■ Reading text ■
········
By Ayodele Afolabi, Ado-Ekit
07 September 2017   |   3:40 am
The Family Health Consultant identified strategies for managing stress to include avoiding unnecessary stress, reducing job stress by improving emotional intelligence, creating time for fun and relaxation.

The Family Health Consultant identified strategies for managing stress to include avoiding unnecessary stress, reducing job stress by improving emotional intelligence, creating time for fun and relaxation.

A medical consultant and Chairman of the Society of Family Physicians of Nigeria, Ekiti Zone, Dr. Olabode Shabi has said that about seven million Nigerians are currently suffering from mental health problems associated with stress and depression.

In his paper presented in Ado Ekiti at a lecture organized by the Information Chapel of the Nigerian Union of Journalists in Ekiti State, Shabi described stress as an exaggeration of normal physical response to events and life challenges that makes a person feel threatened or upset in some ways.

The paper is titled ‘’Stress and Depression in Workplace: Strategic approach to management.’’ Shabi said that depression is a common mental health problem affecting 29 million in Africa out of an estimated 322 million people worldwide.

Shabi who is also the Chief Consultant Family Health of the Federal Teaching Hospital, Ido Ekiti, identified major causes of stress in workplace to include ambiguity in the job schedule of workers, career development pressure, poor working environment. Others, according to him include lack of job security, fear of redundancy and early retirement, struggling to meet unrealistic targets, poor interpersonal relationship with the colleagues and superiors as well as low trust level and lack of problem sharing among workers.

Stressing that no human being has absolute immunity from depression under certain circumstances, Shabi highlighted major symptoms of the condition to include persistently sad moods, loss of pleasure in usual activities, feeling of helplessness and guilt or worthlessness. Others are, fatigue or decreased energy, loss of memory and concentration, loss of decision-making capability, poor abstract reasoning, restlessness, irritability, sleep disturbance and loss in appetite or weight.

Shabi listed major causes of stressful life conditions to include low literacy level, poverty and short life expectancy and negative life events such as bereavement, job loss, financial difficulties, divorce, loneliness, childhood abuse and neglect medical illnesses and exposure to chronic pains as well as imbibing some mentally stressful lifestyles such as misuse of certain prescription drugs and abuse of substances such as cocaine, narcotics and alcohol as causes of depression outside the workplace.
········
■ Supplied data ■
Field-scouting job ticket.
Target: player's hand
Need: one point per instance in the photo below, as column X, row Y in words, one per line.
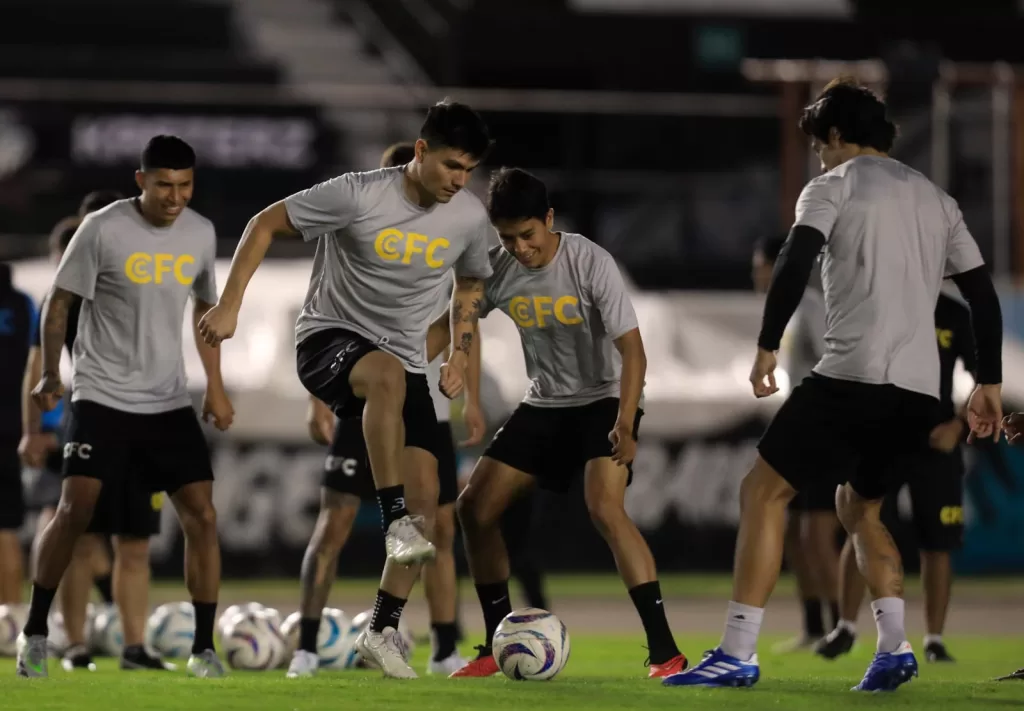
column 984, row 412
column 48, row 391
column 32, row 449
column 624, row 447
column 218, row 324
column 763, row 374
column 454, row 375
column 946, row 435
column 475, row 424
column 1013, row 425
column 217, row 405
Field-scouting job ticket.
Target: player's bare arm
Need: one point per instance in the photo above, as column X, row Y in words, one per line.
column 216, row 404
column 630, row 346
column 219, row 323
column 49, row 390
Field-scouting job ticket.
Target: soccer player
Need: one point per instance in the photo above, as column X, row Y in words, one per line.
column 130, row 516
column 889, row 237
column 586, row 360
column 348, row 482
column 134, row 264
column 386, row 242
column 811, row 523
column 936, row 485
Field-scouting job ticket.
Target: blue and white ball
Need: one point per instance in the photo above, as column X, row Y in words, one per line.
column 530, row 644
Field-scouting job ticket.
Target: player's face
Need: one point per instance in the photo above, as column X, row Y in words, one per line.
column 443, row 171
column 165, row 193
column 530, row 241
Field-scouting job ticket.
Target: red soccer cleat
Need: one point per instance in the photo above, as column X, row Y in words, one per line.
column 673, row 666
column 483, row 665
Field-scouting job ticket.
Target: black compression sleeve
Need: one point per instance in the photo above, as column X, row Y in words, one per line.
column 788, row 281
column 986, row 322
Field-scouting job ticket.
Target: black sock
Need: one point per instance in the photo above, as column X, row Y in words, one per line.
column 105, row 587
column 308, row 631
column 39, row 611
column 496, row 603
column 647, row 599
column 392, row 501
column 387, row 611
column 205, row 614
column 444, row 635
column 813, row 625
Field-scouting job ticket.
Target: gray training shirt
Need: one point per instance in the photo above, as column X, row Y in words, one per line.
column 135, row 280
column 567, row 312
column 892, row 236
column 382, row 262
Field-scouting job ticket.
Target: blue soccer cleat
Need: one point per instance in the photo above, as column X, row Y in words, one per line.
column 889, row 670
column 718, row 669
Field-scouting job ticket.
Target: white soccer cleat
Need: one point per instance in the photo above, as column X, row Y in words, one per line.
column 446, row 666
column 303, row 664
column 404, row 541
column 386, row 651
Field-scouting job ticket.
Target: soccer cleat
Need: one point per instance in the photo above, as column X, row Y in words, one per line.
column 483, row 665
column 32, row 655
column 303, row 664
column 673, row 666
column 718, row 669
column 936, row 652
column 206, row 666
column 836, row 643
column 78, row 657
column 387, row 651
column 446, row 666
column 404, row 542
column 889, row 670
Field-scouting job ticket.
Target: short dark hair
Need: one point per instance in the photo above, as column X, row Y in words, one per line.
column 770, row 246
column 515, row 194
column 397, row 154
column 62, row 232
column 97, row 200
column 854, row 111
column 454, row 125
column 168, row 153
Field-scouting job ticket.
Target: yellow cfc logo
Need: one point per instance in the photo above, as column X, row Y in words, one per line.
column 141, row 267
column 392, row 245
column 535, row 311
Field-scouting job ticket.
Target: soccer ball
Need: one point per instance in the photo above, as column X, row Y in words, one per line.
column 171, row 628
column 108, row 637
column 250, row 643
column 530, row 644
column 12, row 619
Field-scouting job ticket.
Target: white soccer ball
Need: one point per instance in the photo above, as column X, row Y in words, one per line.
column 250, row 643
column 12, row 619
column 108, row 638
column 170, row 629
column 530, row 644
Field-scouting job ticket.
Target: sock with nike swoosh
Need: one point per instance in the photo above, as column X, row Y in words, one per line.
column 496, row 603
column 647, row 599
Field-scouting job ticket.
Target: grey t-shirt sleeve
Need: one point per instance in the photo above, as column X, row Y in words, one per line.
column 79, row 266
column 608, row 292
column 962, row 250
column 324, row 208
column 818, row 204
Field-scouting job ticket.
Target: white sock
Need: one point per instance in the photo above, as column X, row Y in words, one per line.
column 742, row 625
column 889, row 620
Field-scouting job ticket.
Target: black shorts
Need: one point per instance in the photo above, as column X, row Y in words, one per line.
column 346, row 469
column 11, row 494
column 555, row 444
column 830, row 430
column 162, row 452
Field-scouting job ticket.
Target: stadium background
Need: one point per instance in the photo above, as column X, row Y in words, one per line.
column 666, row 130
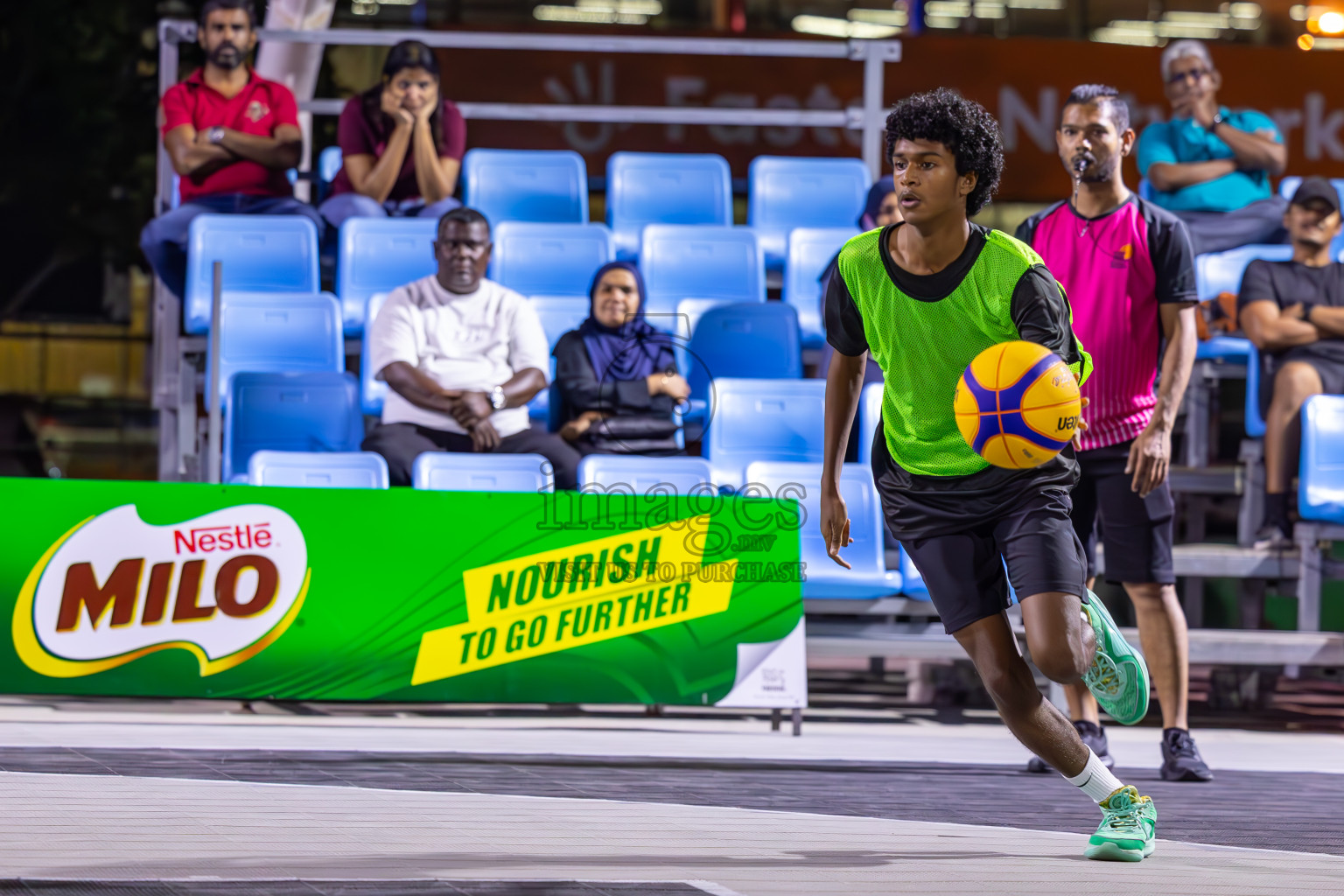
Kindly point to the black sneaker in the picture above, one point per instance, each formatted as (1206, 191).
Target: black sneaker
········
■ Exercise tasks ■
a - In the article on stress and depression, rewrite the stretch from "In his paper" through "million people worldwide.", putting "seminar" in place of "lecture".
b - Answer these from the article on stress and depression:
(i) About how many Nigerians does Shabi say suffer from mental health problems linked to stress and depression?
(ii) At which hospital is Shabi the Chief Consultant Family Health?
(iii) How many people worldwide are estimated to have depression?
c - Carry the article on workplace stress and depression forward from its final sentence.

■ Outputs by task ■
a -
In his paper presented in Ado Ekiti at a seminar organized by the Information Chapel of the Nigerian Union of Journalists in Ekiti State, Shabi described stress as an exaggeration of normal physical response to events and life challenges that makes a person feel threatened or upset in some ways.

The paper is titled ‘’Stress and Depression in Workplace: Strategic approach to management.’’ Shabi said that depression is a common mental health problem affecting 29 million in Africa out of an estimated 322 million people worldwide.

b -
(i) About seven million.
(ii) The Federal Teaching Hospital, Ido Ekiti.
(iii) An estimated 322 million.

c -
The Family Health Consultant identified strategies for managing stress to include avoiding unnecessary stress, reducing job stress by improving emotional intelligence, creating time for fun and relaxation.

“It include better management of one’s time, be willing to compromise, reframe problems, focus on positive things, accepting things one cannot change, sharing feelings with friends, resolving conflict positively, adopting healthy lifestyles, exercising regularly, eating healthy diet, avoiding alcohol, cigarettes and drugs reducing sugar and caffeine as well as getting enough sleep. “

Earlier in his welcome address, the Permanent Secretary of the Ekiti State Ministry of Information, Youth and Sports Development, Mr. Kola Ajumobi advised workers to pay more attention to their health to reduce their chances of becoming victims of Sudden Death Syndrome.

Ajumobi described the lecture as necessary and timely, stressing that more attention was needed to achieve good health in view of the prevailing economic recession and incursion of killer and sometimes unfamiliar diseases such as hypertension, depression, Ebola, Lassa into the society.

Ajumobi who noted that health is a state of complete physical, mental and social well-being and not merely the absence of disease or infirmity emphasized that people should not wait until they fall sick before becoming mindful of their health emphasizing that prevention is better than cure.